## Objective
In the records below, find the line containing "underside in the photo above."; copy exactly that line and all lines after it to the end, and nothing else.

[Dataset records]
= = = =

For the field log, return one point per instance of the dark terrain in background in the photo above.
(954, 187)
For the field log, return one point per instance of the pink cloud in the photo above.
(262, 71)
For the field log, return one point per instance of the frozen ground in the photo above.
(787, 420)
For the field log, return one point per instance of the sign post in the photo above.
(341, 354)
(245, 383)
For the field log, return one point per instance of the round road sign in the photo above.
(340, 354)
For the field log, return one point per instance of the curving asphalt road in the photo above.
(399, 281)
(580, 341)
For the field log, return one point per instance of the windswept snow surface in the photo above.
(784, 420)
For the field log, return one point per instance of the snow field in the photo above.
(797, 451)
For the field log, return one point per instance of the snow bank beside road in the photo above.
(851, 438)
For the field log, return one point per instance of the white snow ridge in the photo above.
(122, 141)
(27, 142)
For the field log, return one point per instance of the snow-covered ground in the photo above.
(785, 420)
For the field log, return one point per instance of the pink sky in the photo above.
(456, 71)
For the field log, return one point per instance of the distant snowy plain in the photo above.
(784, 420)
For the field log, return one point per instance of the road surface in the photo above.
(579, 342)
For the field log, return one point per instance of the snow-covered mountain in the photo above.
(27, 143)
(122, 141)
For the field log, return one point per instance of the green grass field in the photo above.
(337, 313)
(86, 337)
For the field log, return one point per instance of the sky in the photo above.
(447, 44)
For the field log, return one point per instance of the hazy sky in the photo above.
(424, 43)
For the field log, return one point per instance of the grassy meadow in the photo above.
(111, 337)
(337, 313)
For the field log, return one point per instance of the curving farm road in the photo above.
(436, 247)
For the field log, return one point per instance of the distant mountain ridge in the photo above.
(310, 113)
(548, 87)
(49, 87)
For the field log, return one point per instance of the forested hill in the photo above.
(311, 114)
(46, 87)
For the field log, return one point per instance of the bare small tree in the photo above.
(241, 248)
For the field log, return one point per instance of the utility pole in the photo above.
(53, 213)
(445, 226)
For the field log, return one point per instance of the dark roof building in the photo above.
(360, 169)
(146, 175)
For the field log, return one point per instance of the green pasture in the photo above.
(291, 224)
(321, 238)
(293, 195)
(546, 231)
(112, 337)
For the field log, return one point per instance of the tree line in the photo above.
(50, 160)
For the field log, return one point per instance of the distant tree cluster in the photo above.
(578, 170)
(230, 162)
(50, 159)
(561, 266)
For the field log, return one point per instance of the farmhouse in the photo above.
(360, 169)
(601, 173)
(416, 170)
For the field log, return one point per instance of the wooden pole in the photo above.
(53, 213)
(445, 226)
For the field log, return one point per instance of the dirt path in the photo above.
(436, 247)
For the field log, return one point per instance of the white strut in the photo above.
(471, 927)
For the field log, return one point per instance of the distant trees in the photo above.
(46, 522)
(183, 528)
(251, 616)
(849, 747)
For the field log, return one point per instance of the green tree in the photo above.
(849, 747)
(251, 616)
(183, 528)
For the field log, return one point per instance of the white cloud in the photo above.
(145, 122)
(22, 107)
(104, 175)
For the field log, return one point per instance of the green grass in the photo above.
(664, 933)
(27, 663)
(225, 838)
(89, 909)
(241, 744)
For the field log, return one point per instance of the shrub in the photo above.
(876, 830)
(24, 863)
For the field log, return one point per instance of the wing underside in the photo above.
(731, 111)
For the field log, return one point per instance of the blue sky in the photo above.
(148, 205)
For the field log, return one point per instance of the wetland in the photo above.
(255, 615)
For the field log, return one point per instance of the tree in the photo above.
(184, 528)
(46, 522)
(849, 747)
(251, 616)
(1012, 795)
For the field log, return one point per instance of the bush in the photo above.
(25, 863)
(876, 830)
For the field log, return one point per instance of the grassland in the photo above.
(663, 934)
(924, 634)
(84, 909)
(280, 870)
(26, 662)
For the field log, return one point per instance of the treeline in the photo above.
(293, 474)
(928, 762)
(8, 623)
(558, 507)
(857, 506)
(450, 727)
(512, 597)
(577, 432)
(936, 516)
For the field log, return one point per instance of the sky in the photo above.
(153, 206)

= = = =

## Response to the task
For the field log, return one point per instance of the wing underside in the photo above.
(731, 111)
For the field log, return one point per instance of the blue sky in the photo above.
(148, 205)
For the field log, return one point per instance of the wetland in the photo above.
(255, 615)
For the field log, return one point per instance of the tree in the photo above.
(184, 528)
(46, 522)
(849, 747)
(251, 616)
(1012, 795)
For the field log, return one point per instance of the bush in the photo above.
(25, 863)
(876, 830)
For the field log, return one point per instance of the grassland in the photo above.
(663, 934)
(924, 634)
(84, 909)
(280, 870)
(26, 662)
For the field log, return one point per instance of the treeline in the photo above.
(293, 474)
(928, 762)
(8, 623)
(558, 507)
(857, 506)
(450, 727)
(512, 597)
(577, 432)
(936, 516)
For the field log, return one point per instance of the sky in the photo above.
(153, 206)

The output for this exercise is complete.